* _PASSAGE PROVIDED_:
= = = =

What are the practical applications of DTW in trading? As we’ll see in the next parts, it can be used to cluster time series. It can also be used to average time series, with the DBA algorithm. Another potential use is k-nn pattern matching strategies, which I have experimented with a bit…some quick tests showed small but persistent improvements in performance over Euclidean distance.
If you want to test it out yourselves, there are plenty of tools out there. I’m using the NDTW .NET library. There are libraries available for R and python as well.
Sam Harris says:
Thank you for this post. Very interesting. I have been looking at Dynamic Hedge articles when he mentioned Alpha Curves for quite some time. And then I spotted your questin below the blog post and no answer from him and was just waiting for your blog post on the topic… 🙂
But please, don’t keep it simple (as you are saying: “We can speculate about what other factors go into it, possibly something like maximum extension or the timing of maxima and minima, but I’ll keep it simple and only use returns.”). Can you please explain what you mean by “…maximum extension or the timing of maxima and minima…” and possibly give an example in future posts. Thanks.

= = = =

Data drawn from a collection:
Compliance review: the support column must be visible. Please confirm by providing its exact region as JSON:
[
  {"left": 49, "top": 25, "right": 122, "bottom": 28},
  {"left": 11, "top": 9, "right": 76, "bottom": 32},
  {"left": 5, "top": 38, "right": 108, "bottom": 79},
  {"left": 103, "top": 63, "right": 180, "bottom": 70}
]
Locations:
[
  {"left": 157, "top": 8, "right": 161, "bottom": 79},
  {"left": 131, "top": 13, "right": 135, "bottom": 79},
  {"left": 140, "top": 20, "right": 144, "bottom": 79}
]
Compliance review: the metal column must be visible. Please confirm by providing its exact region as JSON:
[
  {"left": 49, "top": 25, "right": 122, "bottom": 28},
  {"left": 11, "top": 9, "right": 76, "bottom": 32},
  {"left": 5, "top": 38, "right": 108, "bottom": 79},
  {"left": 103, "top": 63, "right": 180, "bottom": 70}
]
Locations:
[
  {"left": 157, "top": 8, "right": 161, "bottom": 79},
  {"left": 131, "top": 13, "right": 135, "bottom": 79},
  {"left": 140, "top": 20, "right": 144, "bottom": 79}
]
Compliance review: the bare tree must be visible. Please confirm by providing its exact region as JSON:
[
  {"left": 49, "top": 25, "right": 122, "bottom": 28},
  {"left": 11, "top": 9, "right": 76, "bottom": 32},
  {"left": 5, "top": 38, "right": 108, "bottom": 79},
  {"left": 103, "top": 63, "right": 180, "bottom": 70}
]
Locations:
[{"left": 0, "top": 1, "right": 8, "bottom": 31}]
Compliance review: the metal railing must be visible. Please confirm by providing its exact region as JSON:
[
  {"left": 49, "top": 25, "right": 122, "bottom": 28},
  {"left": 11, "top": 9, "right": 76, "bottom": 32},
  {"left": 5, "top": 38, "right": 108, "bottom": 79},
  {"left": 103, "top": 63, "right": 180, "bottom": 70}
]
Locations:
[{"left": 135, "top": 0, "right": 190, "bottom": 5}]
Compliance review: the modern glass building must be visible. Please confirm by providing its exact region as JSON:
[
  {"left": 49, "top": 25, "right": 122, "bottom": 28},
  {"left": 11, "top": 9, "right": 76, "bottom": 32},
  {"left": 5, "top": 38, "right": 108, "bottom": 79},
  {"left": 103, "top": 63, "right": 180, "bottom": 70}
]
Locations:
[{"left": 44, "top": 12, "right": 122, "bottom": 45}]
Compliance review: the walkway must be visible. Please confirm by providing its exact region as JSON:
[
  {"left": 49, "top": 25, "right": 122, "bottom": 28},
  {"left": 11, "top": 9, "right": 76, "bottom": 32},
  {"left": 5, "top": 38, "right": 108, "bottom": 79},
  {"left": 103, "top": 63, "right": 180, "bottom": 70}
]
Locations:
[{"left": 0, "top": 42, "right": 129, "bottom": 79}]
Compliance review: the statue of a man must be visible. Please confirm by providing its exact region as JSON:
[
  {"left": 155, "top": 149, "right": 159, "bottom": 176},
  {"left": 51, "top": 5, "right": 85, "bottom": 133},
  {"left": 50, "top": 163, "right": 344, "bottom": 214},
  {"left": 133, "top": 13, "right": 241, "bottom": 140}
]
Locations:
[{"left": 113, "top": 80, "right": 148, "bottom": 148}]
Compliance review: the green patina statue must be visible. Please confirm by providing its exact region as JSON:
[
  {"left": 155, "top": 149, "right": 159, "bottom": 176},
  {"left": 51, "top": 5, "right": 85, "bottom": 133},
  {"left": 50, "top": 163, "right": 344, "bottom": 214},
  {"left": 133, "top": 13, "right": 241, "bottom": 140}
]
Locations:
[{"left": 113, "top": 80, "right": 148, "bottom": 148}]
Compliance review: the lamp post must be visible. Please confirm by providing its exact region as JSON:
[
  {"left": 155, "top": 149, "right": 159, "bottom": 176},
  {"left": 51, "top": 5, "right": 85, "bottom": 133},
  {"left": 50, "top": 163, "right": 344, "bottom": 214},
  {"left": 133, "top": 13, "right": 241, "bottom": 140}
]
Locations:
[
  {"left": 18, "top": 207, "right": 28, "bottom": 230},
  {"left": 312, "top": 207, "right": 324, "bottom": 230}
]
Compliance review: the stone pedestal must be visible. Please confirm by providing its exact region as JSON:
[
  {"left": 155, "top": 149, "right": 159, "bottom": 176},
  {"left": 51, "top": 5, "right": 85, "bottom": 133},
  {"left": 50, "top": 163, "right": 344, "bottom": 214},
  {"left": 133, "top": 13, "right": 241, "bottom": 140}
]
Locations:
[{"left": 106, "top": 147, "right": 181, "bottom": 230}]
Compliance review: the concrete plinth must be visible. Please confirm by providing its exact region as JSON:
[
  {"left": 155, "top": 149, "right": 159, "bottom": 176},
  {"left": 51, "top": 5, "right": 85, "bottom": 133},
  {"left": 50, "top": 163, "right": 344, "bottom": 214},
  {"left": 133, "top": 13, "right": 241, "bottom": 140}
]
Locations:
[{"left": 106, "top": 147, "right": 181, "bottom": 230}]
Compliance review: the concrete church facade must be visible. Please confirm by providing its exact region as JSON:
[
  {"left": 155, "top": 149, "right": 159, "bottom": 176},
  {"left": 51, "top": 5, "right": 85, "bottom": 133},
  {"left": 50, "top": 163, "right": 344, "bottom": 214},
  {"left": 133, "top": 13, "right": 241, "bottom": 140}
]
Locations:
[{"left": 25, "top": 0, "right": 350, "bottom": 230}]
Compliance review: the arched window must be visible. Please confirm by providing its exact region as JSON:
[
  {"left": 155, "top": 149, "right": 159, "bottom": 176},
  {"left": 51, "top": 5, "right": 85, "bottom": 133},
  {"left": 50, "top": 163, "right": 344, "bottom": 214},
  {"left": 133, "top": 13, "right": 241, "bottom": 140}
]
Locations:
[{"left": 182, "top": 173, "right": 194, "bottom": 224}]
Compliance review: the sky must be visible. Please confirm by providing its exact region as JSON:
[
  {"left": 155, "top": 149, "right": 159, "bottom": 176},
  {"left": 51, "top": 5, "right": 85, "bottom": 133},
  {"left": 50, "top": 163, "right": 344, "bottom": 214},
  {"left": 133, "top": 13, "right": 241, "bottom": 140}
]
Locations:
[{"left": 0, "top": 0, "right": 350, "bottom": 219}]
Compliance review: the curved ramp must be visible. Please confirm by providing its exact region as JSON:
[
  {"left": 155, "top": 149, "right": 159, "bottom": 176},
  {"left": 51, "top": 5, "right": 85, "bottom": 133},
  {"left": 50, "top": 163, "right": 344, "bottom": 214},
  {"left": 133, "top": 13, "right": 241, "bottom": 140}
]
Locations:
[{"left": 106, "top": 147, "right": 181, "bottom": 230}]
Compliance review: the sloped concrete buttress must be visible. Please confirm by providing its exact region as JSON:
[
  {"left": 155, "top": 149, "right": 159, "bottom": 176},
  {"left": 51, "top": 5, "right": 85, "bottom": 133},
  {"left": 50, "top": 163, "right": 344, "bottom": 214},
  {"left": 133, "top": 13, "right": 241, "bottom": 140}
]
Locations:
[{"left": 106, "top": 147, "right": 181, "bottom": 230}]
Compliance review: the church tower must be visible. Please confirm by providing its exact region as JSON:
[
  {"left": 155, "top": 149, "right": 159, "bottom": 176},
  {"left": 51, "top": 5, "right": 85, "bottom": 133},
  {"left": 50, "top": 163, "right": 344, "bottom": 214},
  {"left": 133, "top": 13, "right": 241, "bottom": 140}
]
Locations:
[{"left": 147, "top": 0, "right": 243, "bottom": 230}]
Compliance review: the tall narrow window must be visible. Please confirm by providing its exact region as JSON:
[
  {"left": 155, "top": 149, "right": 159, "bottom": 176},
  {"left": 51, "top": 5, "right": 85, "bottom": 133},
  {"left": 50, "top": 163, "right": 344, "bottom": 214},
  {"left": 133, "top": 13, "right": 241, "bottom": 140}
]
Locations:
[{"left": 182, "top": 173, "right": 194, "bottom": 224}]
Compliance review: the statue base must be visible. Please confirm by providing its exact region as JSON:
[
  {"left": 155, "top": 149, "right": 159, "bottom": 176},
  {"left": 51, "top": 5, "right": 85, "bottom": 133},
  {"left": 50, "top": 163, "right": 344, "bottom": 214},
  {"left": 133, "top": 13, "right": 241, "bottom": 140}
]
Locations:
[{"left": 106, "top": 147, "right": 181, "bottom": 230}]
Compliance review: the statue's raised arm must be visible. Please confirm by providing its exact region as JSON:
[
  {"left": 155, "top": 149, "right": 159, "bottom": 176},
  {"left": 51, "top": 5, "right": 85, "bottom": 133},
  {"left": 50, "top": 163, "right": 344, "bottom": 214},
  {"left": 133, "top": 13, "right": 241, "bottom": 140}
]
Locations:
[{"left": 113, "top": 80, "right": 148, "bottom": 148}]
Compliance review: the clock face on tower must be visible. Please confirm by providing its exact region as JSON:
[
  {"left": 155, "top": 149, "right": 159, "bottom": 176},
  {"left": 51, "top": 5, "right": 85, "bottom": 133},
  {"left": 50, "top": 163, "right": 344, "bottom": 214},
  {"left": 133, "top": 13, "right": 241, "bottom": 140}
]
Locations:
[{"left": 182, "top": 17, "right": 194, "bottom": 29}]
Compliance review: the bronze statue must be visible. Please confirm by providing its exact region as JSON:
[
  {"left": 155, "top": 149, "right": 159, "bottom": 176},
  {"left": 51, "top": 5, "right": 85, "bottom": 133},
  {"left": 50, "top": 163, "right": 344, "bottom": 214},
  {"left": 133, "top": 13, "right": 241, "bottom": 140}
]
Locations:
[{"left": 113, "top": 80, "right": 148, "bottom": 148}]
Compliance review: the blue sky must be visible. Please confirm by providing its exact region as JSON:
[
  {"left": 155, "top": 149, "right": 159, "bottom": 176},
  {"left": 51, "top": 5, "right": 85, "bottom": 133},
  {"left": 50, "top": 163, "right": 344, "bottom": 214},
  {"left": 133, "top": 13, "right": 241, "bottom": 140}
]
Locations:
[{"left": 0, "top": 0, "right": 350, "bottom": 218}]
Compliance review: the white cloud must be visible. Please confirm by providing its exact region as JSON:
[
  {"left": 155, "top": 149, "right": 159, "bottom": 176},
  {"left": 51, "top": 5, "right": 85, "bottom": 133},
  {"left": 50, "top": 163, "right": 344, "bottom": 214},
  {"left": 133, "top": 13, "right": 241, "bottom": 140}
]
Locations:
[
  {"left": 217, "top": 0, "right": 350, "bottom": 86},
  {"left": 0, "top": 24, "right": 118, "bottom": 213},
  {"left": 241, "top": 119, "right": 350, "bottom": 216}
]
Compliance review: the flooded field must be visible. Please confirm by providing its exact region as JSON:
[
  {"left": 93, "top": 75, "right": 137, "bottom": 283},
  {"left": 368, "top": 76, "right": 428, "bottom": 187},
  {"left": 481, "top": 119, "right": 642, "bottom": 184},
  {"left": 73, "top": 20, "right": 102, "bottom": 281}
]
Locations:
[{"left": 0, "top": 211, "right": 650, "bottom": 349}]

= = = =

* _EXERCISE SET_:
1. According to the passage on DTW in trading, which library is the author using?
2. Echo the part of the passage on DTW in trading that opens with the words containing "What are the" and closes with "python as well.".
The listing is separate material, unconnected to the passage on DTW in trading.

* _PROBLEM SOLUTIONS_:
1. The NDTW .NET library.

2.
What are the practical applications of DTW in trading? As we’ll see in the next parts, it can be used to cluster time series. It can also be used to average time series, with the DBA algorithm. Another potential use is k-nn pattern matching strategies, which I have experimented with a bit…some quick tests showed small but persistent improvements in performance over Euclidean distance.
If you want to test it out yourselves, there are plenty of tools out there. I’m using the NDTW .NET library. There are libraries available for R and python as well.